#### Dokumentabschnitt

Drum prüfe, wer bestelle


Mit dem Köfferchen zum Holzeinkauf bringt Gewissheit und schafft so auch Sicherheit auf allen Seiten – denn Massivholz ist unstetig. Bild: Christian Härtel
Mit dem Köfferchen zum Holzeinkauf bringt Gewissheit und schafft so auch Sicherheit auf allen Seiten – denn Massivholz ist unstetig. Bild: Christian Härtel
Massivholz. Wenn der Feuchtegehalt von Massivholz bei der Verarbeitung nicht stimmt, ist alles schöne Wirken nicht viel wert. Wer ein Messgerät zur Hand nimmt, misstraut nicht etwa dem Lieferanten, sondern sichert die Qualität gegenüber allen Beteiligten.

########

## Aufgabe
Setze den Text über die Feuchtemessung bei Massivholz im Anschluss an seinen letzten Satz fort.

#### Gelieferte Datensätze

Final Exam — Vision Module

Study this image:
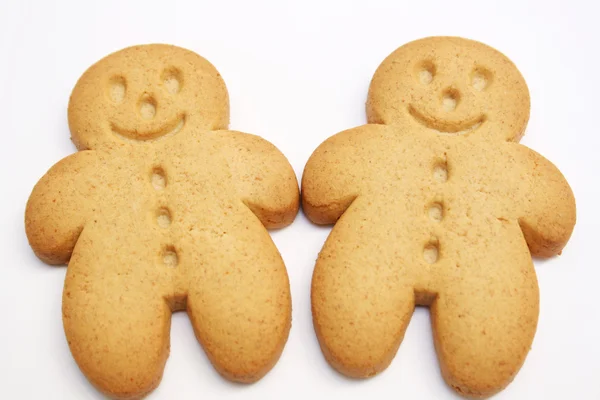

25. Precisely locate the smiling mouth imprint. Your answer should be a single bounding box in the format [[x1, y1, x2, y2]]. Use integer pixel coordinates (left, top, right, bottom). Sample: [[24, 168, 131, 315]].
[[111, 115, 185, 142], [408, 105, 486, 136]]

########
#### Gelieferte Datensätze

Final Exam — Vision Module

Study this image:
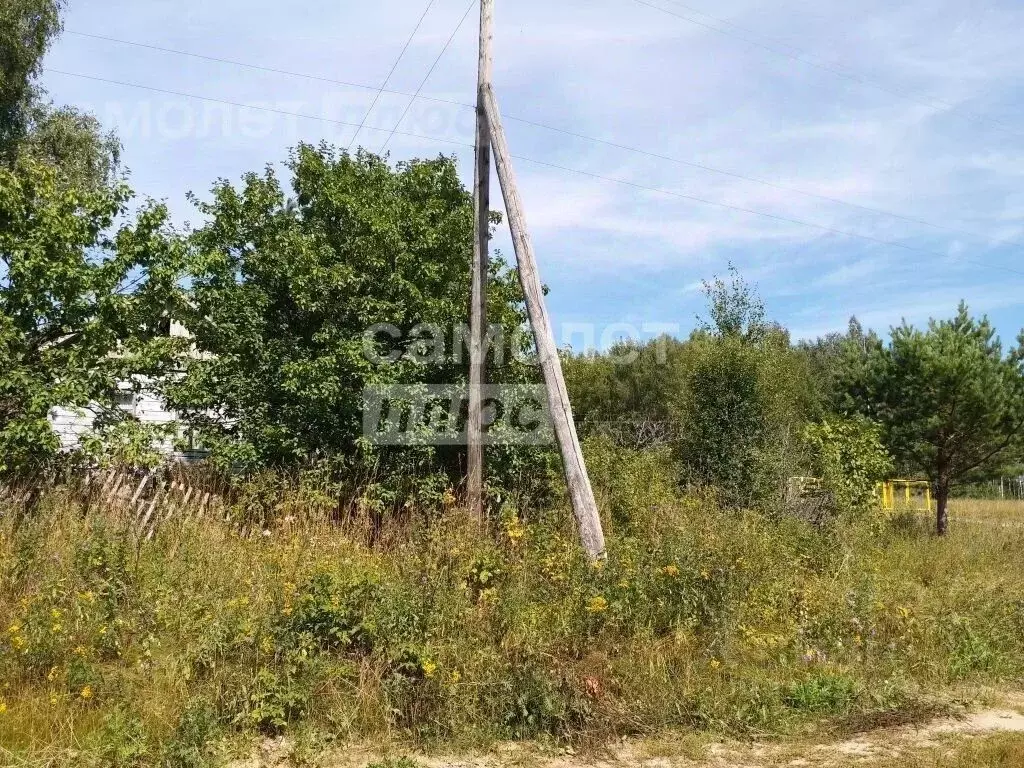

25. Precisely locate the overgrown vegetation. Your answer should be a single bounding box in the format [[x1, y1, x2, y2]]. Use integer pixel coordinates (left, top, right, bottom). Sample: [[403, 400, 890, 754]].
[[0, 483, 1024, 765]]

########
#### Gelieferte Datensätze

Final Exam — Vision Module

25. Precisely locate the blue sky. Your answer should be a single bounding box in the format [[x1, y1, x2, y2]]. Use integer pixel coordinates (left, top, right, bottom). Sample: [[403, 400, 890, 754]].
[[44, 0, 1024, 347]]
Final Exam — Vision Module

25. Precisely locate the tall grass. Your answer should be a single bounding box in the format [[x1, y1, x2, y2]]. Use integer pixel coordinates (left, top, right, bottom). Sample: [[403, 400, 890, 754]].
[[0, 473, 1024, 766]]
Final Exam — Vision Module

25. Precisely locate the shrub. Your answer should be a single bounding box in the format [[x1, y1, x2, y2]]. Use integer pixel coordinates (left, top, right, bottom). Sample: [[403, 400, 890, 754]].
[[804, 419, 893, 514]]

########

## Antwort
«Der Kauf eines Holzfeuchtemessgerätes war eine der ersten Massnahmen, die ich ergriffen habe, als ich vor 27 Jahren meine Schreinerei übernommen habe», sagt Ulrich Renggli, Inhaber der gleichnamigen Schreinerei in Basel. Seitdem begleitet ihn der dunkle Koffer bei jedem Holzkauf. Am Anfang hätten die Händler etwas merkwürdig geschaut, wenn er mit dem Köfferchen kam, aber inzwischen hätten sie sich daran gewöhnt. Das habe sich bewährt, denn nicht immer stimme die Holzfeuchte für eine direkte Weiterverarbeitung zum Produkt. «Öfter wurde mir Holz mit Feuchten von 15% angeboten, das nehme ich dann einfach nicht», so Renggli. Auf der anderen Seite schätzt Schreiner Renggli die gute Sor-tierung bei den Holzhändlern, so dass er selbst nur ein kleines Lager an Massivholz unterhalten muss.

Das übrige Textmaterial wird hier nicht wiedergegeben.